▸ Work instructions
Give back everything from the line containing "Put a point on every instance of the cluster" down to the line containing "x=90, y=218", switching "crocus" to "tulip" and keeping everything else the same.

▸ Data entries
====

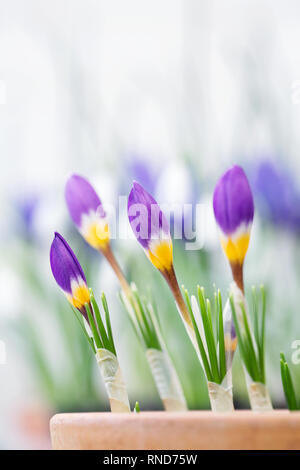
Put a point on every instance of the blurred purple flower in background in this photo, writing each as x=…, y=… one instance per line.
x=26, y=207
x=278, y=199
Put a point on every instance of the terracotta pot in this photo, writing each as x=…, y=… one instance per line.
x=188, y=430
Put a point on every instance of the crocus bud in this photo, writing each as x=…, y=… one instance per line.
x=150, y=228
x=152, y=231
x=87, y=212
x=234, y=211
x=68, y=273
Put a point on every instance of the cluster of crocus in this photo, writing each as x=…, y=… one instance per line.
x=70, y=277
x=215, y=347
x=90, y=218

====

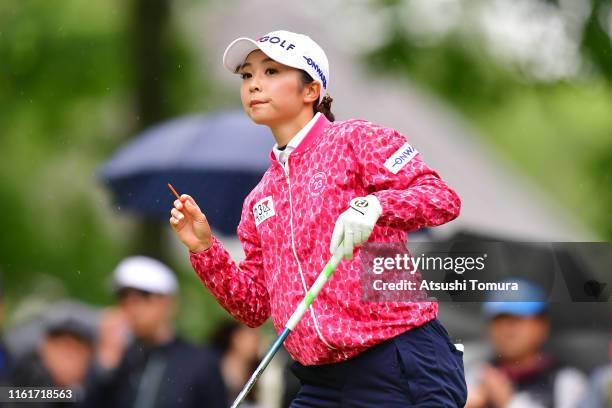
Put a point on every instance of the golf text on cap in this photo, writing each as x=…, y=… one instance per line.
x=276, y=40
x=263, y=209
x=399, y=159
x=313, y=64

====

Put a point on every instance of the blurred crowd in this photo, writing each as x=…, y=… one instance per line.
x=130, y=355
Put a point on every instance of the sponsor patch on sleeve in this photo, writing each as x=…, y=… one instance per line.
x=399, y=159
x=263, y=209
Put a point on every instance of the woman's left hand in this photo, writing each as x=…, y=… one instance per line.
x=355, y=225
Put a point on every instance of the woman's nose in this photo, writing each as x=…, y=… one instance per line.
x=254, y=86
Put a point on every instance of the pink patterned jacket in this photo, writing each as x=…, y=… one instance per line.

====

▸ Solution for this problem
Put a point on every instance of the cluster of tulip in this photo, writing each as x=…, y=… one instance per line.
x=70, y=277
x=215, y=347
x=90, y=218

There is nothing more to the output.